• Referring expression pointing data
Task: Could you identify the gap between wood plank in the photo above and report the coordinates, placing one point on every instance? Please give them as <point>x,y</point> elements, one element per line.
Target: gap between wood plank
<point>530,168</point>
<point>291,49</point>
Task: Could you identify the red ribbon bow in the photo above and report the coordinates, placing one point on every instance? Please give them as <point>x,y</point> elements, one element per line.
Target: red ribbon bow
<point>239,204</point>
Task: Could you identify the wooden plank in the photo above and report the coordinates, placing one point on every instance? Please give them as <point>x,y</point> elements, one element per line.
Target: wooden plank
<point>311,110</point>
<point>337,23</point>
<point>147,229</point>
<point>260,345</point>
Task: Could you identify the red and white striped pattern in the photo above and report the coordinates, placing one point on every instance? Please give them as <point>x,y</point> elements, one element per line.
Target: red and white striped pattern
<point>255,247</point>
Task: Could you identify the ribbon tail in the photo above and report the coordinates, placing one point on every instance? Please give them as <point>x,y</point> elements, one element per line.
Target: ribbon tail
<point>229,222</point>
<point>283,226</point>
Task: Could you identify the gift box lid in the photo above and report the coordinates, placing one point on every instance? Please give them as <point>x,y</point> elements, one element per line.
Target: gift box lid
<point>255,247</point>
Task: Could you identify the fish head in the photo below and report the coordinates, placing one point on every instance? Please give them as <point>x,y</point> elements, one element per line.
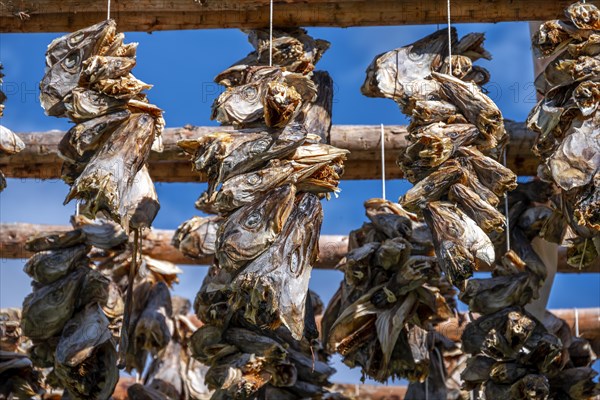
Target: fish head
<point>251,229</point>
<point>87,40</point>
<point>47,309</point>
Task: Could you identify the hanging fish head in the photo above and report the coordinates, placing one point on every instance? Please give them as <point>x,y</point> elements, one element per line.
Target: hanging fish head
<point>252,229</point>
<point>47,309</point>
<point>89,40</point>
<point>64,61</point>
<point>402,74</point>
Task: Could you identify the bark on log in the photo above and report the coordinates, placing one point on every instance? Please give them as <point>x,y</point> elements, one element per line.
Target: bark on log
<point>149,16</point>
<point>157,244</point>
<point>40,159</point>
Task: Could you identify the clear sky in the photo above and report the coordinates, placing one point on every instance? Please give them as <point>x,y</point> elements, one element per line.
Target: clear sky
<point>182,65</point>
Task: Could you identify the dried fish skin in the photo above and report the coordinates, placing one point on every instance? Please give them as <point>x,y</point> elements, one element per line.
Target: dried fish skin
<point>154,327</point>
<point>54,240</point>
<point>107,177</point>
<point>280,104</point>
<point>401,74</point>
<point>48,266</point>
<point>487,296</point>
<point>82,104</point>
<point>249,231</point>
<point>471,46</point>
<point>87,330</point>
<point>590,47</point>
<point>477,108</point>
<point>427,112</point>
<point>98,68</point>
<point>584,16</point>
<point>139,204</point>
<point>492,174</point>
<point>587,97</point>
<point>293,49</point>
<point>47,309</point>
<point>197,237</point>
<point>91,40</point>
<point>287,263</point>
<point>95,378</point>
<point>246,188</point>
<point>433,187</point>
<point>577,158</point>
<point>225,155</point>
<point>82,140</point>
<point>486,216</point>
<point>460,244</point>
<point>100,233</point>
<point>64,62</point>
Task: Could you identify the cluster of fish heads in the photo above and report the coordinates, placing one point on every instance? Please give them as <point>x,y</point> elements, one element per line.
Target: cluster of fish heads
<point>392,296</point>
<point>265,182</point>
<point>513,353</point>
<point>88,80</point>
<point>456,134</point>
<point>566,121</point>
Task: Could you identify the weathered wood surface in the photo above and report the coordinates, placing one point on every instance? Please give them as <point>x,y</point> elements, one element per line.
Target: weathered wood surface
<point>40,159</point>
<point>157,244</point>
<point>351,391</point>
<point>156,15</point>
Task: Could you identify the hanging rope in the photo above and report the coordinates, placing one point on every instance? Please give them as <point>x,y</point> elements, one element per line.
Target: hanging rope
<point>382,162</point>
<point>449,40</point>
<point>506,209</point>
<point>271,33</point>
<point>124,340</point>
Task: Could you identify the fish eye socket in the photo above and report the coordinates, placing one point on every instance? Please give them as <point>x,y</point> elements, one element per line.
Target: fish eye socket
<point>76,39</point>
<point>260,146</point>
<point>71,61</point>
<point>253,219</point>
<point>250,93</point>
<point>253,179</point>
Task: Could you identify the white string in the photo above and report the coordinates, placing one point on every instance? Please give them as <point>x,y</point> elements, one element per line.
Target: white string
<point>382,162</point>
<point>271,33</point>
<point>506,210</point>
<point>449,41</point>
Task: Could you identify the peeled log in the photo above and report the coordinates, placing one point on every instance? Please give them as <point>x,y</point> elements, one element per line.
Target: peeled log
<point>40,158</point>
<point>157,244</point>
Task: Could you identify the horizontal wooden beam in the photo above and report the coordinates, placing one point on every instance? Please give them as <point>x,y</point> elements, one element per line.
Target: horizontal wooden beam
<point>157,15</point>
<point>157,244</point>
<point>40,159</point>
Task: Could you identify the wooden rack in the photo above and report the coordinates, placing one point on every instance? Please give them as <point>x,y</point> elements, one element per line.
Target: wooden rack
<point>41,160</point>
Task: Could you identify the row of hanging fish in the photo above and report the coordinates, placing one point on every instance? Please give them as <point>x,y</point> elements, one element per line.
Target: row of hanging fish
<point>393,294</point>
<point>9,142</point>
<point>74,317</point>
<point>456,134</point>
<point>265,182</point>
<point>88,80</point>
<point>514,354</point>
<point>567,123</point>
<point>173,374</point>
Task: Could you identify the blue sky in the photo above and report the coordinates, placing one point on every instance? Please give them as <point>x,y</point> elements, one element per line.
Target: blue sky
<point>182,65</point>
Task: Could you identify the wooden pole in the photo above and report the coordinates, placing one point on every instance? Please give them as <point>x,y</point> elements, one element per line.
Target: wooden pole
<point>152,15</point>
<point>157,244</point>
<point>40,159</point>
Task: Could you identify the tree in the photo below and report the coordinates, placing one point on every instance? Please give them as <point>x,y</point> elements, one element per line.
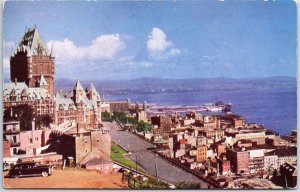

• Problem to solve
Every entry should be returned exactly as written, minus the pictures.

• Solution to the problem
Task: Could you identify the gap between wood plank in the photo above and report the coordinates, placing one point on every instance? Please give them as <point>x,y</point> elements, one element per line.
Target: gap between wood plank
<point>530,168</point>
<point>291,49</point>
Task: Could you identify the red ribbon bow in the photo above and report the coordinates, placing one point on every instance? Please give them as <point>x,y</point> elements, one element per line.
Target: red ribbon bow
<point>239,204</point>
Task: Could you identify the wooden plank in the photo above and report the coordinates, placing one point on every instance? Please give them as <point>x,y</point> elements, one element per line.
Target: wooden plank
<point>311,110</point>
<point>337,23</point>
<point>147,229</point>
<point>260,345</point>
Task: Could you identify the red and white striped pattern in the photo above and report the coordinates, placing one point on every instance? Please give them as <point>x,y</point> elements, one element per line.
Target: red and white striped pattern
<point>255,247</point>
Task: Could you identify the ribbon tail in the photo above and report the coordinates, placing one point on every instance? Please give them as <point>x,y</point> elements, one element per line.
Target: ribbon tail
<point>229,222</point>
<point>283,226</point>
Task: Could you identify the gift box lid in the photo above and report the coordinates, placing one point on every instance? Please give them as <point>x,y</point> elements, one element per line.
Target: gift box lid
<point>255,247</point>
Task: Could you identify the fish head in the photo below and report the coordinates, placing one point on every instance? Please give them as <point>x,y</point> elements, one element per line.
Target: fish head
<point>251,229</point>
<point>87,40</point>
<point>47,309</point>
Task: Could you identify the hanging fish head in the photo above and report the coordinates, placing one point on every instance? Please give them as <point>x,y</point> elements, one element per line.
Target: hanging fish head
<point>252,229</point>
<point>47,309</point>
<point>89,40</point>
<point>64,61</point>
<point>402,74</point>
Task: Could you identify the bark on log in the photo above and report the coordinates, placing one point on every instance? Please give them as <point>x,y</point> elements, one element per line.
Target: bark on log
<point>149,16</point>
<point>157,244</point>
<point>40,159</point>
Task: Could you identify the clear sky in the photo above and report the coordinates, placing one point on every instance? Please give them as <point>x,y</point> elements, one element per line.
Target: clear sky
<point>182,65</point>
Task: Could you identify the dried fish skin in the photo above and report the coordinates, placing one point on every instance? Please give them as <point>x,y</point> elements, one element per line.
Target: dried fish skin
<point>154,327</point>
<point>54,240</point>
<point>107,177</point>
<point>280,104</point>
<point>401,74</point>
<point>48,266</point>
<point>487,296</point>
<point>82,104</point>
<point>249,231</point>
<point>471,46</point>
<point>87,330</point>
<point>590,47</point>
<point>477,108</point>
<point>427,112</point>
<point>98,68</point>
<point>584,16</point>
<point>139,204</point>
<point>492,174</point>
<point>587,97</point>
<point>293,49</point>
<point>47,309</point>
<point>197,237</point>
<point>91,40</point>
<point>287,263</point>
<point>95,378</point>
<point>246,188</point>
<point>433,187</point>
<point>577,158</point>
<point>225,155</point>
<point>82,140</point>
<point>486,216</point>
<point>460,244</point>
<point>100,233</point>
<point>64,62</point>
Task: Could you identify the cluster of fish heads in the photo above and report the coordinates, placing one point on every instance? Please give them as <point>x,y</point> elements, one element per line.
Target: cluster of fish heads
<point>392,296</point>
<point>265,182</point>
<point>513,353</point>
<point>88,80</point>
<point>456,134</point>
<point>566,121</point>
Task: Could you identify the weathered wood surface in the photo above and report the coordinates, placing one point on every instance? Please give them as <point>x,y</point> elements, one element per line.
Target: weathered wood surface
<point>40,159</point>
<point>157,244</point>
<point>351,391</point>
<point>156,15</point>
Task: Could you identify the hanging rope in the photo above and report the coordinates, placing one point on every instance? Please give them as <point>x,y</point> elements, one element per line.
Target: hanging rope
<point>382,162</point>
<point>449,40</point>
<point>506,209</point>
<point>271,33</point>
<point>124,340</point>
Task: Could you identify the fish eye socket in the photo above and report the coordinates, placing one point on every instance? Please give them as <point>x,y</point> elements, one element per line.
Target: fish eye socket
<point>76,39</point>
<point>260,146</point>
<point>71,61</point>
<point>253,219</point>
<point>250,93</point>
<point>253,179</point>
Task: Could you identify the white string in the photo above and report the coordinates, placing one point on every instance? Please give them as <point>x,y</point> elements, one element per line.
Target: white string
<point>382,162</point>
<point>271,33</point>
<point>506,210</point>
<point>449,41</point>
Task: Could you identify the peeled log in the photo above and report the coordinates, placing one point on every instance? Please give them as <point>x,y</point> elements, one element per line.
Target: peeled log
<point>40,158</point>
<point>157,244</point>
Task: Could you identify the horizontal wooden beam in the photo above and report the coordinates, placing one point on every instance? Please give them as <point>x,y</point> elements, one element per line.
Target: horizontal wooden beam
<point>157,15</point>
<point>157,244</point>
<point>40,159</point>
Task: Could you identify the wooden rack in the photo above and report the coordinates, placing one point on every instance? Please give them as <point>x,y</point> elements, one element per line.
Target: wooden rack
<point>41,160</point>
Task: Could you identify the row of hanging fish in the photo above and report the coordinates, placing one point on every instance? Please give them as <point>x,y</point> elements, one element per line.
Target: row of hanging fish
<point>393,294</point>
<point>9,142</point>
<point>74,317</point>
<point>456,134</point>
<point>265,182</point>
<point>88,80</point>
<point>514,354</point>
<point>567,123</point>
<point>173,374</point>
Task: Could you identify the blue sky in the photo above and report the coordinates, placing one point on every instance? Please give them as <point>x,y</point> elements, one element per line.
Target: blue sky
<point>182,65</point>
Task: Could you identify the wooden pole in the photo above and report the coordinates, placing one point on every instance? Please give them as <point>x,y</point> elements, one element per line.
Target: wooden pole
<point>152,15</point>
<point>157,244</point>
<point>40,159</point>
Task: Could you identify the tree in the photo below and report the coordinates, placing one point on every instance? Please give them as <point>x,y</point> elements, one element per line.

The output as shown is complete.